THE REQUEST
Rewrite every line of the rows below as a numbered list, leaving out the blank lines.

(Bounding-box records)
^^^^^^^^^^^^^^^^

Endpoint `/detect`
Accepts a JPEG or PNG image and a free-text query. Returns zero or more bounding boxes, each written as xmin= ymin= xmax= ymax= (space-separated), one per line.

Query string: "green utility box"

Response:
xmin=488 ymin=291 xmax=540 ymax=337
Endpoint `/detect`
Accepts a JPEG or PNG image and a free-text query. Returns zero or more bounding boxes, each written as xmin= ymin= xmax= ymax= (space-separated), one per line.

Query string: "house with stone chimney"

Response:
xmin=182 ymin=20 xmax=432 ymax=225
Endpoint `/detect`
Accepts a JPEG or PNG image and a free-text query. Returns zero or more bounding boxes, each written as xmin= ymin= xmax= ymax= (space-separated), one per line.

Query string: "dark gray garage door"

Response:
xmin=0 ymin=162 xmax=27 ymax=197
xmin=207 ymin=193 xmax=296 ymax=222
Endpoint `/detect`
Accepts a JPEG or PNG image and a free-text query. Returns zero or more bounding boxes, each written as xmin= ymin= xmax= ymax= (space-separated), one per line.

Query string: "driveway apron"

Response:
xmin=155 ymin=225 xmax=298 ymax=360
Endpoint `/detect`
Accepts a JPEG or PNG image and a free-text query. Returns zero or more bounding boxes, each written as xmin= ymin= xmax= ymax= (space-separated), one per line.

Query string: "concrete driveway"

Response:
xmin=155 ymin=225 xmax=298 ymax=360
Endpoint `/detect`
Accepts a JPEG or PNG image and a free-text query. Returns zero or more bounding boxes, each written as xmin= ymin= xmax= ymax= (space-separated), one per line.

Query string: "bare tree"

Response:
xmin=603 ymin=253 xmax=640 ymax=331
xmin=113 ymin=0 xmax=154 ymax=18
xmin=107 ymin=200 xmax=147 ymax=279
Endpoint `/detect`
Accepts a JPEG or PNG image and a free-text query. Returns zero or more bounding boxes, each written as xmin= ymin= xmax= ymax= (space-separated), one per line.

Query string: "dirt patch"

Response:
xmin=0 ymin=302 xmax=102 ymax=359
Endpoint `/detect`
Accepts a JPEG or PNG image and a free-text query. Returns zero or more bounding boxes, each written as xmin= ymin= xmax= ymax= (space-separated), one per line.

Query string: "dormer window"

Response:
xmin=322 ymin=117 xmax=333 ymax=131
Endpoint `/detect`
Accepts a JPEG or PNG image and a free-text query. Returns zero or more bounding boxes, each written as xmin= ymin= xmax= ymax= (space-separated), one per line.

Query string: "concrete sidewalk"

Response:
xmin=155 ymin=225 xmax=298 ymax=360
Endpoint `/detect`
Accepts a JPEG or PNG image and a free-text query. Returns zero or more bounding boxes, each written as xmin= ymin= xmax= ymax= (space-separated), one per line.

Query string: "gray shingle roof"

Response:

^^^^^^^^^^^^^^^^

EXPECTED ANSWER
1. Endpoint `/detect`
2. Accepts a JPEG or PNG image and a free-text query. Returns zero or more bounding boxes, each written as xmin= ymin= xmax= ymax= (space-separated), one per line.
3. Query string: "green utility box"
4. Response:
5. xmin=488 ymin=291 xmax=540 ymax=337
6. Endpoint `/detect`
7. Accepts a JPEG or PNG image and a free-text query. Returns zero or more bounding boxes, each written as xmin= ymin= xmax= ymax= (space-separated), one per line.
8. Query string: "house with stone chimney"
9. Response:
10. xmin=182 ymin=20 xmax=432 ymax=225
11. Endpoint `/detect`
12. Accepts a JPEG or PNG image and a free-text query. Returns zero or more bounding boxes, each written as xmin= ymin= xmax= ymax= (space-separated), one per line.
13. Query string: "dark gray garage door"
14. Response:
15. xmin=0 ymin=162 xmax=27 ymax=197
16. xmin=207 ymin=193 xmax=296 ymax=222
17. Endpoint `/detect`
18. Accepts a JPEG or PNG image and a free-text query. Returns zero or more bounding boxes, each written as xmin= ymin= xmax= ymax= (space-separated), one per line.
19. Query string: "driveway apron"
20. Response:
21. xmin=155 ymin=225 xmax=298 ymax=360
22. Endpoint `/detect`
23. Accepts a JPEG or PNG image and a free-text query. Returns zero or more bounding boxes, each written as xmin= ymin= xmax= ymax= (space-separated), one per line.
24. Query string: "concrete driveway"
25. Response:
26. xmin=155 ymin=225 xmax=298 ymax=360
27. Endpoint `/detect`
28. Accepts a JPEG or PNG image and a free-text query. Returns zero or more bounding boxes, each written as xmin= ymin= xmax= ymax= (space-separated), one per line.
29. Query string: "bare tree"
30. Response:
31. xmin=603 ymin=253 xmax=640 ymax=331
32. xmin=113 ymin=0 xmax=154 ymax=18
33. xmin=107 ymin=200 xmax=147 ymax=279
34. Endpoint `/detect`
35. Accepts a JPEG or PNG image and a free-text query. Returns zero or more bounding boxes, each written as xmin= ymin= xmax= ymax= (space-separated), one per line.
36. Query string: "dirt patch"
37. Response:
38. xmin=0 ymin=302 xmax=102 ymax=359
39. Endpoint `/detect`
40. Accepts a JPEG or PNG image and a free-text query. Returns zero or more bounding boxes, each written as xmin= ymin= xmax= ymax= (space-separated), one per line.
41. Query string: "dormer window"
42. Response:
43. xmin=322 ymin=117 xmax=333 ymax=131
44. Endpoint `/detect`
45. Accepts a JPEG or PNG image and a free-text query. Returns zero or more bounding boxes, each written as xmin= ymin= xmax= ymax= (space-separated), one per line.
46. Query string: "concrete sidewalk"
47. Response:
48. xmin=155 ymin=225 xmax=298 ymax=360
49. Endpoint `/detect`
50. Accepts a JPEG or PNG image and a free-text query. Returns zero or more bounding boxes, each written as xmin= ymin= xmax= ymax= (space-separated), one per line.
51. Query string: "gray shingle roof"
52. Response:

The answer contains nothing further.